▶ ACTIVITY
Copy the passage on machine shorthand reporters word for word, from "Machine shorthand reporters produce" to "against the audio.".

▶ PAGE EXTRACT
BEGIN

Aptitude Tests Other Qualification

Also known as Stenograph Reporter.

Machine shorthand reporters produce word-for-word transcripts of the spoken word in both live and recorded form for parliament, courts of law, medical purposes, television programmes, business conferences and lectures.

Sound recording involves three stages: first, monitors record the proceedings using a digital audio recording system; then machine shorthand reporters transcribe the digital audio file onto a computer; and finally transcript checkers edit the hard copy of the transcript for accuracy against the audio.

Machine shorthand reporters who produce transcripts in real time need a shorthand speed of at least 200 words per minute.

Court recorders and court reporters usually work during court hours. Hansard (parliament) reporters work long, irregular hours.

Captioners work shifts to cover television programming at the originating television station's premises or from home.

Computer assisted real-time (CART) reporters work in different locations, such as courtrooms, university campuses, or at conferences.

END

▶ EXTRACTED DATA
BEGIN

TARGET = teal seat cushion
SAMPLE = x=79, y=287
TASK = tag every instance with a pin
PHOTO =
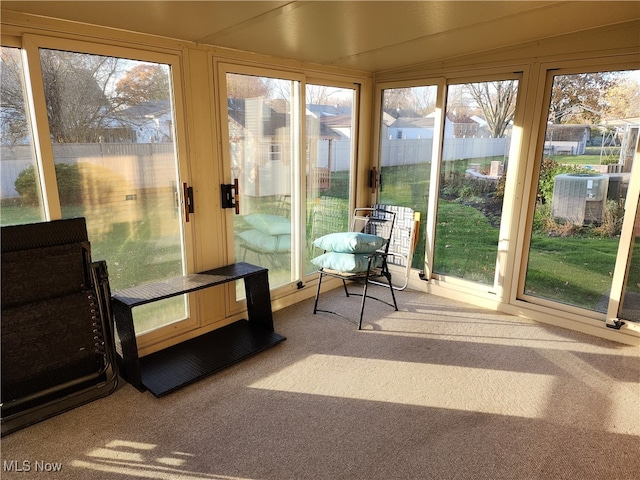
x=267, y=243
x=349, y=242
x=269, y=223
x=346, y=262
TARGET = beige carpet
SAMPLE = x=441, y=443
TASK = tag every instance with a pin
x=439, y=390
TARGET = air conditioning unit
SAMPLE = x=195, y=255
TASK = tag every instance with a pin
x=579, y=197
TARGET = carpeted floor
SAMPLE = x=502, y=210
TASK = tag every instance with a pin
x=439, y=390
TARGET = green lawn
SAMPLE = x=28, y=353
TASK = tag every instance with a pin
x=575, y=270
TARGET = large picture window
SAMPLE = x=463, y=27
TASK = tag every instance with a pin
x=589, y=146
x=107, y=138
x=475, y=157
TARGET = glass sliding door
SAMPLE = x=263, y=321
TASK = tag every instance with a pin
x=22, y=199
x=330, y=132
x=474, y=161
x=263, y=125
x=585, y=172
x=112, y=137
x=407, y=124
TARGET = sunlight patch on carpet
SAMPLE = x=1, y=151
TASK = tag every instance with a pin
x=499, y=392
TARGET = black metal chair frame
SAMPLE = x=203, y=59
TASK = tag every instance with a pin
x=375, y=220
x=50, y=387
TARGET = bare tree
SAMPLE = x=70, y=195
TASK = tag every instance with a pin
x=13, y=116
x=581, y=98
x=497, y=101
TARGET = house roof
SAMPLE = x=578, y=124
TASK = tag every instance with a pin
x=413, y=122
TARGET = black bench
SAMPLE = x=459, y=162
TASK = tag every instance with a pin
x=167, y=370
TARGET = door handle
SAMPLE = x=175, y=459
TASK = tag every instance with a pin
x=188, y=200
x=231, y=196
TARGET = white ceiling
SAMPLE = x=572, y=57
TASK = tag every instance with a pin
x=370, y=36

END
BEGIN

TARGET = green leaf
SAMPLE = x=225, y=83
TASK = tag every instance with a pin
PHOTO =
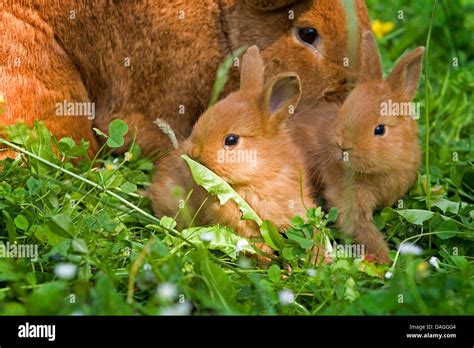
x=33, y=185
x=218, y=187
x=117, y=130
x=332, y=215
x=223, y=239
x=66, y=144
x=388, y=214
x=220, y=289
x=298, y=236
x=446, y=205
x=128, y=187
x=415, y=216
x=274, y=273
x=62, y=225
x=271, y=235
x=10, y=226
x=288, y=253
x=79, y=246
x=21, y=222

END
BEGIN

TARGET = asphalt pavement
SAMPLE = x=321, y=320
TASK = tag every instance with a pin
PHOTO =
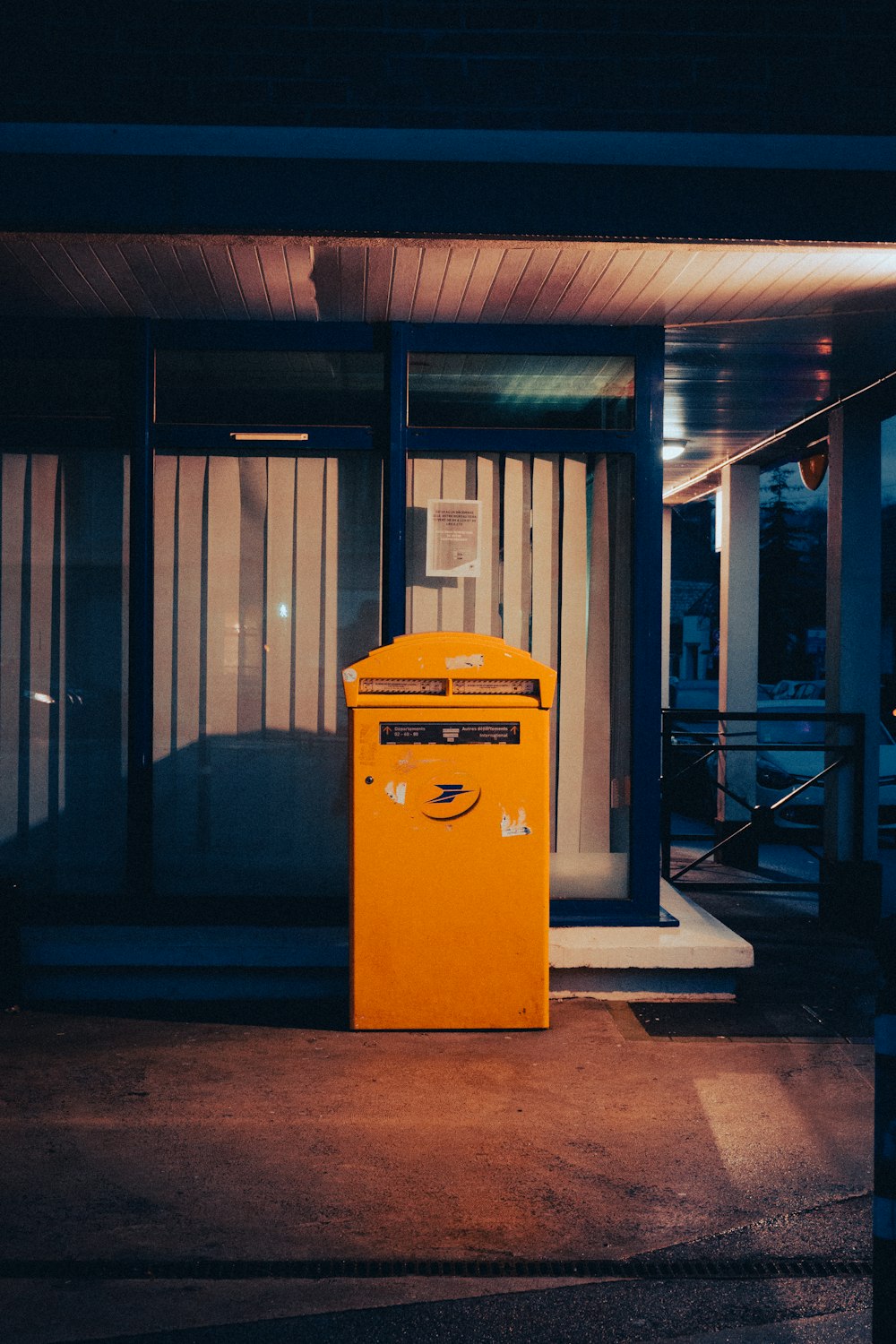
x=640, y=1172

END

▶ TASK OUTPUT
Machine shorthand reporters produce word-for-word transcripts of the spoken word in both live and recorded form for parliament, courts of law, medical purposes, television programmes, business conferences and lectures.

Sound recording involves three stages: first, monitors record the proceedings using a digital audio recording system; then machine shorthand reporters transcribe the digital audio file onto a computer; and finally transcript checkers edit the hard copy of the transcript for accuracy against the audio.